- WHAT NEEDS TO BE DONE -
Identify every line in the entries below that contains the string "shelf" and copy each one. Treat uppercase and lowercase as distinct.

Rows of box annotation data
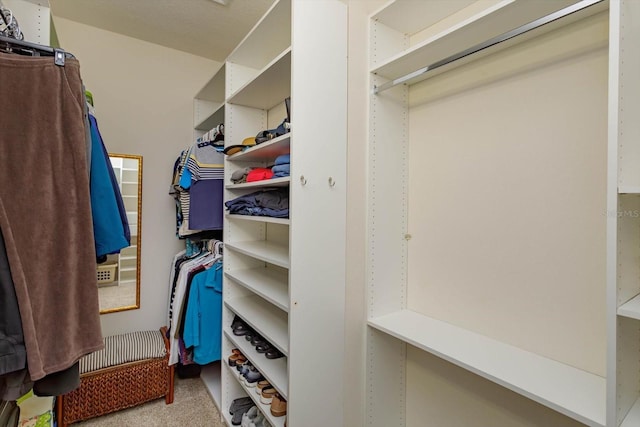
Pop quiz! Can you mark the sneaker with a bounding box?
[260,387,276,405]
[271,393,287,417]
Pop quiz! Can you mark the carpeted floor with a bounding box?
[72,377,224,427]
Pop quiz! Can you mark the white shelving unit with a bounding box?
[193,63,231,412]
[212,0,347,427]
[366,0,640,427]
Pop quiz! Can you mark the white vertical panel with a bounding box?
[288,0,348,427]
[224,103,267,149]
[608,317,640,426]
[367,79,408,317]
[611,0,640,192]
[608,196,640,310]
[606,0,620,426]
[365,328,407,427]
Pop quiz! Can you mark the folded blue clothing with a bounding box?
[271,163,291,175]
[273,154,291,166]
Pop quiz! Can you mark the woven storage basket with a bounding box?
[56,328,174,427]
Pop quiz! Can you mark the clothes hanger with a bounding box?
[0,35,75,67]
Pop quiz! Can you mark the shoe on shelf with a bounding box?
[256,380,271,394]
[229,396,253,415]
[260,387,276,405]
[240,406,258,427]
[244,328,260,341]
[231,402,256,426]
[256,342,276,353]
[229,352,247,366]
[270,393,287,417]
[236,361,253,378]
[250,334,269,346]
[249,412,266,427]
[264,348,284,359]
[243,368,264,387]
[231,314,244,329]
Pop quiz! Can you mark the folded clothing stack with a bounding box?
[225,188,289,218]
[271,154,290,178]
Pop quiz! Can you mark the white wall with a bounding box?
[53,16,220,335]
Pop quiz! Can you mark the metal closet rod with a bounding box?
[373,0,604,94]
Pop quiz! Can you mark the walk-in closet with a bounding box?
[0,0,640,427]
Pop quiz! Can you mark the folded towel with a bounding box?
[271,163,291,175]
[274,153,290,165]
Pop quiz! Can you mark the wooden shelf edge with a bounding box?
[618,295,640,320]
[368,310,606,427]
[620,398,640,427]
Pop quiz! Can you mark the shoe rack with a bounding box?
[211,0,347,427]
[366,0,640,427]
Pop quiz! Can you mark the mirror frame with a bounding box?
[100,153,142,314]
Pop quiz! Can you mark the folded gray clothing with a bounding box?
[231,167,253,184]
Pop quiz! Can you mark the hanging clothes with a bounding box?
[0,54,104,381]
[89,113,131,258]
[167,239,222,365]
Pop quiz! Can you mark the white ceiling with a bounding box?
[49,0,274,62]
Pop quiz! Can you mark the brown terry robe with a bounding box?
[0,53,103,381]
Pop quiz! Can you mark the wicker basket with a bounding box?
[56,328,174,427]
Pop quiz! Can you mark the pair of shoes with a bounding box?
[256,380,271,395]
[229,397,255,426]
[260,387,277,405]
[241,365,264,387]
[231,315,253,336]
[229,348,247,366]
[264,348,284,359]
[242,406,265,427]
[271,393,287,417]
[229,396,253,415]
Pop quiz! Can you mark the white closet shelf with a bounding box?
[195,62,227,103]
[371,0,607,84]
[227,132,291,162]
[618,185,640,194]
[225,296,289,357]
[194,103,225,131]
[368,310,606,426]
[620,399,640,427]
[227,47,291,110]
[225,176,291,190]
[225,267,289,312]
[618,295,640,320]
[225,240,289,268]
[227,0,291,69]
[371,0,476,35]
[226,215,290,225]
[225,363,286,427]
[224,327,289,399]
[200,362,228,413]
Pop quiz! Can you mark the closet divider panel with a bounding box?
[287,0,348,426]
[607,0,640,427]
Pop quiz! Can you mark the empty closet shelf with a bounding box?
[225,240,289,268]
[368,310,606,426]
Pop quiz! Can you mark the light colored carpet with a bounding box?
[72,376,225,427]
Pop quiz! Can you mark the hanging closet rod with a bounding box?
[373,0,604,94]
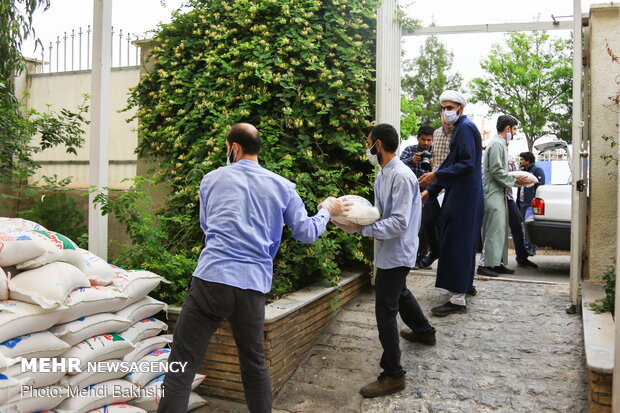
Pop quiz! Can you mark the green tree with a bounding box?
[470,31,573,151]
[401,36,463,130]
[121,0,379,300]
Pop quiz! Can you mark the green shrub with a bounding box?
[121,0,379,302]
[590,264,616,314]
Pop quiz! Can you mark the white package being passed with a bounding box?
[508,171,538,188]
[332,195,381,225]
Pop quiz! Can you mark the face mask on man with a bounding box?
[366,141,379,165]
[226,146,237,166]
[443,109,459,125]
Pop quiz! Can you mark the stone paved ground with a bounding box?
[274,275,587,413]
[200,253,587,413]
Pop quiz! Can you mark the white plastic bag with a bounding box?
[62,333,134,374]
[9,262,90,308]
[332,195,381,225]
[0,228,49,267]
[50,313,131,346]
[59,286,127,323]
[508,171,538,188]
[112,271,169,305]
[123,334,172,363]
[116,297,168,323]
[119,317,168,344]
[0,330,70,359]
[0,300,66,342]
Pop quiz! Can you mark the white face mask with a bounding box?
[443,109,459,125]
[366,141,379,165]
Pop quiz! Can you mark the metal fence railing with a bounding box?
[36,25,140,73]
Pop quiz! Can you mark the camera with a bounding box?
[418,151,433,171]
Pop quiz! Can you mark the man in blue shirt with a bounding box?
[517,152,545,256]
[336,123,436,397]
[157,123,344,413]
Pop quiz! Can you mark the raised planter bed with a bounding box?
[168,272,370,401]
[582,283,615,413]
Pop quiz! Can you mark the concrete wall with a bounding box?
[19,66,140,189]
[587,3,620,278]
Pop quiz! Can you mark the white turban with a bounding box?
[439,90,467,105]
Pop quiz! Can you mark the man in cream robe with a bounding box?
[477,115,523,277]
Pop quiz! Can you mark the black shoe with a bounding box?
[493,264,515,274]
[517,258,538,268]
[476,265,499,277]
[418,254,437,270]
[400,327,437,346]
[431,301,467,317]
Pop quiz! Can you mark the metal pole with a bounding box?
[569,0,584,312]
[88,0,112,260]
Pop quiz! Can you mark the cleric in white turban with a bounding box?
[420,90,484,317]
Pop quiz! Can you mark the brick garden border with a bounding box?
[582,282,615,413]
[168,272,370,401]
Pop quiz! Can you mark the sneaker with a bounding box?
[476,265,499,277]
[400,327,437,346]
[418,254,437,270]
[360,373,405,397]
[431,301,467,317]
[493,264,515,274]
[517,258,538,268]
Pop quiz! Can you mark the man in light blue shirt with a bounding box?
[157,123,344,413]
[334,123,436,397]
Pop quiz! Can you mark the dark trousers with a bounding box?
[508,199,528,263]
[375,267,432,377]
[418,197,441,258]
[157,277,271,413]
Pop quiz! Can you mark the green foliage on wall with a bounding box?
[124,0,379,302]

- OUTPUT BELOW -
Pop quiz! Can you mark the shoe on shelf with a bounding box?
Pop quiz! Can you mark the wooden shelf edge with a bounding box?
Pop quiz! Can you mark the white closet shelf with a bounding box?
Pop quiz! Can you mark the empty closet shelf with a bounding box?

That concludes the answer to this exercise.